SOURCE DOCUMENT:

On 7 February 2008, the BPS, Social Security Administration, suspended Bordaberry's retirement payments as ex-president of the country.

Opposition and support
Bordaberry's arrest was generally met with satisfaction and regarded as the end of impunity in Uruguay, a country considered by some to have lagged behind other Latin American nations in this matter. However, former President Julio Sanguinetti has been critical of the one-sided prosecution of individuals involved in the conflict, and there has been lively media debate regarding issues surrounding Bordaberry's arrest.

One of his sons, Pedro Bordaberry, himself presidential candidate and a former minister, has been vocal in public support for his father and, by strong implication, for a measure of justification for the role of the civilian-military government of 1973–1985. Another son, Santiago Bordaberry, is a rancher and religious activist and has been prominent in the former President's public defence.

WHAT IS EXPECTED: Write the next part of the text on Bordaberry's arrest, picking up after its final sentence. The material after this point stands apart from the text on Bordaberry's arrest.

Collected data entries
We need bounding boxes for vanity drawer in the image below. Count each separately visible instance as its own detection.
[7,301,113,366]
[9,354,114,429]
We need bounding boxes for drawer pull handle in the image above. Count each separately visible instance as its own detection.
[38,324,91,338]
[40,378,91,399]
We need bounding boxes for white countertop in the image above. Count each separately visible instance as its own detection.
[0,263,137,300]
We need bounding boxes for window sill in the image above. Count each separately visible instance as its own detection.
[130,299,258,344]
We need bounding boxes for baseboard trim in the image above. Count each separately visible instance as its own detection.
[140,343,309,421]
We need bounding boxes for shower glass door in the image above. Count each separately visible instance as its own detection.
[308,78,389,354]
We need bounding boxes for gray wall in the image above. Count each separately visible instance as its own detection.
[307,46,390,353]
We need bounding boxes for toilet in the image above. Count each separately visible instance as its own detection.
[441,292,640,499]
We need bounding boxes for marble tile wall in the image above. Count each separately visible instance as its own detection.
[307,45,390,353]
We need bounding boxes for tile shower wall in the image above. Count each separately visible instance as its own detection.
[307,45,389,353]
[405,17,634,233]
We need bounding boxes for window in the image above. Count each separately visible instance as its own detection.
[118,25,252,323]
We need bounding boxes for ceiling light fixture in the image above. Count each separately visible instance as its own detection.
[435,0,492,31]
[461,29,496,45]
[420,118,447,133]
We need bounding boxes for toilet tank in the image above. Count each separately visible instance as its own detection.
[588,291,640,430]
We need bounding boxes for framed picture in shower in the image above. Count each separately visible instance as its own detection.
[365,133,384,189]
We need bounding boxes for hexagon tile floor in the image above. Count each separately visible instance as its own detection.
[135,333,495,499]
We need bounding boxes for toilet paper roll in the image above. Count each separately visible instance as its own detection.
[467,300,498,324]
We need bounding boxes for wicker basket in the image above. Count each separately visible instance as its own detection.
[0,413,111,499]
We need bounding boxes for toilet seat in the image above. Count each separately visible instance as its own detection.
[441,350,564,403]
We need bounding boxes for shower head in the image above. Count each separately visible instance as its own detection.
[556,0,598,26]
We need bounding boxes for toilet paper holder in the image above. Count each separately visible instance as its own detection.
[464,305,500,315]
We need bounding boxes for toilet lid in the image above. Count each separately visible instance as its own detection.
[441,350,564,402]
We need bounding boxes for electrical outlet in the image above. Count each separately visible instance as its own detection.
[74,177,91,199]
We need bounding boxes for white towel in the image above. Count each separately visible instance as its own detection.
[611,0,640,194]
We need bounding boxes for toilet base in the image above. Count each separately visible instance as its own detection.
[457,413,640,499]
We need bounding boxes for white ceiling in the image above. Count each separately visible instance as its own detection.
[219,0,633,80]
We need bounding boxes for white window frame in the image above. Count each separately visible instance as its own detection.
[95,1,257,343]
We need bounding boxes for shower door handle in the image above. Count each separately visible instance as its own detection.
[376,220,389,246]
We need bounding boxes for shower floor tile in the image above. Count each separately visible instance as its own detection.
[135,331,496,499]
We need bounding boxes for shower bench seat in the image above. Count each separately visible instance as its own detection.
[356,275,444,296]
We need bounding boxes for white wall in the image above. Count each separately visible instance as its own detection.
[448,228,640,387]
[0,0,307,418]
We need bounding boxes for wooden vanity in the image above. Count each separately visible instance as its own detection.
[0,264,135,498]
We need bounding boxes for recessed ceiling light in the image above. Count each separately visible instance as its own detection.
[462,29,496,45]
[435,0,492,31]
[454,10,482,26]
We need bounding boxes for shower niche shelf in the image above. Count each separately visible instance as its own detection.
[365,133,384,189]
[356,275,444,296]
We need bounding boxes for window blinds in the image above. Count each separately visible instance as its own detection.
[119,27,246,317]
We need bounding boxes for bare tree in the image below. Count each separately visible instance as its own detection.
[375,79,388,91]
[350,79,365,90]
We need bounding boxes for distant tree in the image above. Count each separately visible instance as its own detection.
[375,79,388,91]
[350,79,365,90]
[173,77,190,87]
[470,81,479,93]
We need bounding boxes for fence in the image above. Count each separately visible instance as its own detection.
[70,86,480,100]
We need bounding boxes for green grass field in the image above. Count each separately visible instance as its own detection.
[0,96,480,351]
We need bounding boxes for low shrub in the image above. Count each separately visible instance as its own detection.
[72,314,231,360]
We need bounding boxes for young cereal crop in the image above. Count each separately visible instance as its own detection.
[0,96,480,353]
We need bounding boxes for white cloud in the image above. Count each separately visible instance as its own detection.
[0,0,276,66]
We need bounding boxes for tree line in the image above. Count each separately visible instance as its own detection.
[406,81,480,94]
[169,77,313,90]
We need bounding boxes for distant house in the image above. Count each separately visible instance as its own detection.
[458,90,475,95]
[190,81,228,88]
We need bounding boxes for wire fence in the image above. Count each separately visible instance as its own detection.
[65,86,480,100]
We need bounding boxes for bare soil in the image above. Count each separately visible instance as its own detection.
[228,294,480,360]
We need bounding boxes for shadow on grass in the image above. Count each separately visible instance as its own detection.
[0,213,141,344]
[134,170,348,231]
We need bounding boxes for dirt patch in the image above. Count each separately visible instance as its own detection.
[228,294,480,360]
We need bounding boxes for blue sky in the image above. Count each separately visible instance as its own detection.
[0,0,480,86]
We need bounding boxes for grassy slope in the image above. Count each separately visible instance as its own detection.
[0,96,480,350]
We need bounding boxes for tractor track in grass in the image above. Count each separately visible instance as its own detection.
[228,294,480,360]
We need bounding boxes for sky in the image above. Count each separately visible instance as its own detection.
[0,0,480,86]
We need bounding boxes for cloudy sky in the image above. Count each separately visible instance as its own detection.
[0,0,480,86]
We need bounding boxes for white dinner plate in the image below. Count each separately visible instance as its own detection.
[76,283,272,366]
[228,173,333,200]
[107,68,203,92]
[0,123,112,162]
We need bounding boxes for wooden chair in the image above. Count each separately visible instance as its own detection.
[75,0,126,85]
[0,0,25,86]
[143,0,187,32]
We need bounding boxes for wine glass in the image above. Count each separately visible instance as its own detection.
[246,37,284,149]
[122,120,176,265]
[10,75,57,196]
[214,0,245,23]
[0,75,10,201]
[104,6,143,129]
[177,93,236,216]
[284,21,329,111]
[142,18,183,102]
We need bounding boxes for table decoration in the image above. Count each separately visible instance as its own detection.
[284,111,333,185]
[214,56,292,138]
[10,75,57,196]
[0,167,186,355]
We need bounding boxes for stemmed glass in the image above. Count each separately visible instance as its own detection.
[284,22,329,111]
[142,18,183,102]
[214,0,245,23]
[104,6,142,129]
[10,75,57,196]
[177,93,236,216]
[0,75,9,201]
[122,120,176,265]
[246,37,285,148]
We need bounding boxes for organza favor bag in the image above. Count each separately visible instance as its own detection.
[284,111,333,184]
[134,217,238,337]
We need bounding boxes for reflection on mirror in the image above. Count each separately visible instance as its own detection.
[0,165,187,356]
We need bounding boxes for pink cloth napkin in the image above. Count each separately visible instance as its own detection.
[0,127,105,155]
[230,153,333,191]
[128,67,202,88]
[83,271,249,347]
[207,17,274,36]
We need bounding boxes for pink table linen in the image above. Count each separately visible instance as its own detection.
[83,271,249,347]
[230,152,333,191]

OUTPUT FOR THIS EXERCISE:
Conviction
On 5 March 2010, Bordaberry was sentenced to 30 years in prison (the maximum allowed under Uruguayan law) for murder and of being the intellectual author of kidnappings and disappearances of political opponents of the regime, becoming the second former Uruguayan dictator sentenced to a long prison term; in October 2009, Gregorio Conrado Álvarez was sentenced to 25 years. He had also been unsuccessfully tried for violating the constitution in the 1973 coup.

Death
On 17 July 2011, Bordaberry died, aged 83, at his home. He had been suffering from respiratory problems and other illnesses. His remains are buried at Parque Martinelli de Carrasco.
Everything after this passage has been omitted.